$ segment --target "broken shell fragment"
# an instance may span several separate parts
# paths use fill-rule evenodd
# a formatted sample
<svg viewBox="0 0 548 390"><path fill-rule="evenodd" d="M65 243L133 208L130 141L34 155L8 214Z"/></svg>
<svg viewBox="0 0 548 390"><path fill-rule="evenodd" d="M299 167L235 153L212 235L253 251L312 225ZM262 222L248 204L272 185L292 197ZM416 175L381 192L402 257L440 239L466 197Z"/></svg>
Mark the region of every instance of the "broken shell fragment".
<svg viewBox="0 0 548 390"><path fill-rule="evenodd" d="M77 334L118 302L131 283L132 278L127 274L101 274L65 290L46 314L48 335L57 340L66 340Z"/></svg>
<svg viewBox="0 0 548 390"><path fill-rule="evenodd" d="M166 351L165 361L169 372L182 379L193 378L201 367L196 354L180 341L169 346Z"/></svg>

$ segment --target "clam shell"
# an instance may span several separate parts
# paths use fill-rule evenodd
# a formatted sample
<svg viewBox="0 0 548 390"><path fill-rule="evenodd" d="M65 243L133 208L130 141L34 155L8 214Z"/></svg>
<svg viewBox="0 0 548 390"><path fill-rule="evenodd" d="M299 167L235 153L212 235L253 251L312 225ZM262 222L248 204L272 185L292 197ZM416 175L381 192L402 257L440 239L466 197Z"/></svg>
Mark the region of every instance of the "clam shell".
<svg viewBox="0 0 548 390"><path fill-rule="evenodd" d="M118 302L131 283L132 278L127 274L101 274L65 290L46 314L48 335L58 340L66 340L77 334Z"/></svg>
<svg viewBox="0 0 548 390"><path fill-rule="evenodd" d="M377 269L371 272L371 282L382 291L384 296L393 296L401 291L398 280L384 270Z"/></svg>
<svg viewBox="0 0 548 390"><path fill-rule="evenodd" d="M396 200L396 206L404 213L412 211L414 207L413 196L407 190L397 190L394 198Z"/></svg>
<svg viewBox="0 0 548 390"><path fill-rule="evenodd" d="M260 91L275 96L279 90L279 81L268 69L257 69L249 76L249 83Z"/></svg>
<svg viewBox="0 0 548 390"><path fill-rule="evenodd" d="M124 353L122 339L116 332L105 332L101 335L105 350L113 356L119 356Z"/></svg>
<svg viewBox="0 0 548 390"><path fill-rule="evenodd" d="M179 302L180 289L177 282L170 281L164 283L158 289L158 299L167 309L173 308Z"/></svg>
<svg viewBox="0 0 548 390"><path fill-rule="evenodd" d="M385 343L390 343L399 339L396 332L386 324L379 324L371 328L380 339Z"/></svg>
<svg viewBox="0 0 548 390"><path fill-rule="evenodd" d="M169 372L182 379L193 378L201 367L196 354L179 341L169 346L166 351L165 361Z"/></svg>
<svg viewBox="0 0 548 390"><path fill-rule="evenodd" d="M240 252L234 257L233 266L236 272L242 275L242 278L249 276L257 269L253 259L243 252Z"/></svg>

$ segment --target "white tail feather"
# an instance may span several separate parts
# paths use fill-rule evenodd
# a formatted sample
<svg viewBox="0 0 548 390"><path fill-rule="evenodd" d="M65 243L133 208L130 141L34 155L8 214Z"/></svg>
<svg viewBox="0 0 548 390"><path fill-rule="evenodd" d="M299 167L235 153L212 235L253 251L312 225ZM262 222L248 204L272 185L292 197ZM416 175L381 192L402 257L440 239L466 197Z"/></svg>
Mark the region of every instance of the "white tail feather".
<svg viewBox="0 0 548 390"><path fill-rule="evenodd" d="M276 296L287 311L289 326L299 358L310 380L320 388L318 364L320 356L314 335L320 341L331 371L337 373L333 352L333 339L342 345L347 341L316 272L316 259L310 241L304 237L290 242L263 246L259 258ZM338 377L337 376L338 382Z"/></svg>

_ _ _ _ _ _ _

» **Directions for this task**
Write out the stretch of lines from the first line through the line that contains "351L165 361L169 372L182", substituting "cracked shell fragment" for "broken shell fragment" and leaving everything else unchanged.

» **Solved exercise**
$ segment --target "cracked shell fragment"
# an instance may span several separate parts
# paths use fill-rule evenodd
# a formatted sample
<svg viewBox="0 0 548 390"><path fill-rule="evenodd" d="M65 243L133 208L130 141L34 155L8 214Z"/></svg>
<svg viewBox="0 0 548 390"><path fill-rule="evenodd" d="M299 167L235 153L212 235L253 251L312 225ZM262 222L248 204L272 185L292 197ZM416 175L381 192L402 257L440 239L466 197Z"/></svg>
Mark the region of every instance of the "cracked shell fragment".
<svg viewBox="0 0 548 390"><path fill-rule="evenodd" d="M77 334L118 302L131 283L132 278L127 274L101 274L65 290L46 314L48 335L57 340L66 340Z"/></svg>
<svg viewBox="0 0 548 390"><path fill-rule="evenodd" d="M166 351L165 361L169 372L182 379L193 378L201 367L196 354L180 341L169 346Z"/></svg>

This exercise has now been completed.